START SELECTION

Good techniques can often lighten your load as much as lightweight
products. The following ideas are borrowed from www.999ideas.com.
Potential New Backpacking Products
Tarp rain cape.
Not quite a poncho, this would be a tarp that simply has a chin
strap and a few velcro attachments down one side could be used
for a "rain cape." It would be cheap and simple to
manufacture, and easier to actually use it as a tarp. It would
also easily cover you and your backpack. If you have ever held
a rectangular tarp around you to keep the rain off, you get the
idea.
Disposable wax paper water container.
The idea here is to have a water
container for those long hikes in the desert when you need to
carry extra water. When you have used it up, the container doubles
as a good fire starter, eliminating its weight from your pack.
Existing waxed milk and orange juice cartons could be used for
this.
Cooling shirt.
Again, this is for hot desert hiking. Soaking your shirt in a
stream and wearing it wet is a great way to keep cool from the
evaporative effect. The problem is that twenty minutes later
you are far from the stream and the shirt is dry. The idea here,
then, is a shirt that has some kind of water bags attached. Once
filled, they slowly leak the water into the fabric of the shirt,
keeping you cool for hours.

END SELECTION

> DIRECTION:
Please rewrite the part of the backpacking ideas text that opens with the words "Good techniques can" and closes with "paper water container.", replacing "rain cape" with "rain shawl".

START EXCERPTED RECORDS

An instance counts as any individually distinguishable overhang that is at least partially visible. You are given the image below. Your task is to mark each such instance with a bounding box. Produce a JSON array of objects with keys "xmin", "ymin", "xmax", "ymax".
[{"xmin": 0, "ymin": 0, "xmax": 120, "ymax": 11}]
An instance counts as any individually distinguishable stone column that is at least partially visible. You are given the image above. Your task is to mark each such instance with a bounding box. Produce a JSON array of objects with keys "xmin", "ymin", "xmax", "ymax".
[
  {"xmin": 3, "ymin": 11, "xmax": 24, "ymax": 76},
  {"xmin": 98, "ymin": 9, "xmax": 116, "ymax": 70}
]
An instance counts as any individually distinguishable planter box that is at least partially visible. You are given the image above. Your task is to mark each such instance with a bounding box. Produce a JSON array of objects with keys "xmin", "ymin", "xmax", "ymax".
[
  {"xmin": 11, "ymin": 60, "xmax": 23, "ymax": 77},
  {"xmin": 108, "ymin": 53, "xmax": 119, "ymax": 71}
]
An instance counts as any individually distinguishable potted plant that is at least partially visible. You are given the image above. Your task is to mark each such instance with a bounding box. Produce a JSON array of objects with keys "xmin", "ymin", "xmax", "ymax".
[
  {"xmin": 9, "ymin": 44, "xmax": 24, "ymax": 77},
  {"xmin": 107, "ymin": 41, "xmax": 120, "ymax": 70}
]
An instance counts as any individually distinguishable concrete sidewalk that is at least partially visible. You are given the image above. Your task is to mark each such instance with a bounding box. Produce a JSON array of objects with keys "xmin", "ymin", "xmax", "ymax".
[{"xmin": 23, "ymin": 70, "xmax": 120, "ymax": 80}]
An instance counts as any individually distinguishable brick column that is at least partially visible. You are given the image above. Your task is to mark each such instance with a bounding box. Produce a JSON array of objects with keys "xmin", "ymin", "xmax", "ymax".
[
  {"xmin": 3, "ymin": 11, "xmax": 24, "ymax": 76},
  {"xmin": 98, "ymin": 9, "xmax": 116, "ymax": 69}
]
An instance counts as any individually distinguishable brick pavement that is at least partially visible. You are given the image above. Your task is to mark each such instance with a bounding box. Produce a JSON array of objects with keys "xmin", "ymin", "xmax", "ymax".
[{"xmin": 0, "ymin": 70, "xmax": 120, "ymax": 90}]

END EXCERPTED RECORDS
START EXCERPTED RECORDS

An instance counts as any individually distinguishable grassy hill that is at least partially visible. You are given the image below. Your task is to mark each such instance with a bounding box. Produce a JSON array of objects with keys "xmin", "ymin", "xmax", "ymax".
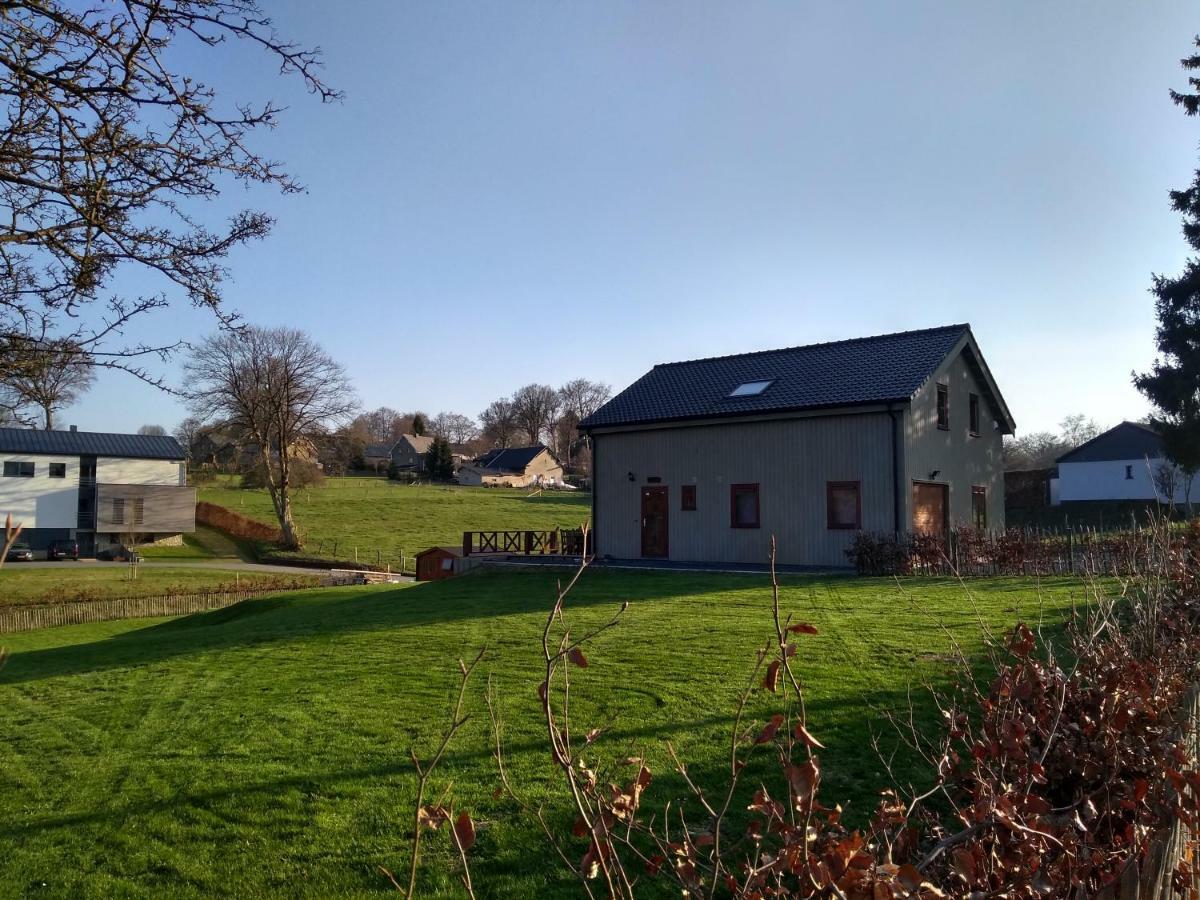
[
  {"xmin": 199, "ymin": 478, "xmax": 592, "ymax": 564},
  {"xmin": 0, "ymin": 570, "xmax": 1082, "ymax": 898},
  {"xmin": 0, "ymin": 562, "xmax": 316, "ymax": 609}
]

END EXCERPTED RECORDS

> ANSWER:
Good techniques can often lighten your load as much as lightweight
products. The following ideas are borrowed from www.999ideas.com.
Potential New Backpacking Products
Tarp rain shawl.
Not quite a poncho, this would be a tarp that simply has a chin
strap and a few velcro attachments down one side could be used
for a "rain shawl." It would be cheap and simple to
manufacture, and easier to actually use it as a tarp. It would
also easily cover you and your backpack. If you have ever held
a rectangular tarp around you to keep the rain off, you get the
idea.
Disposable wax paper water container.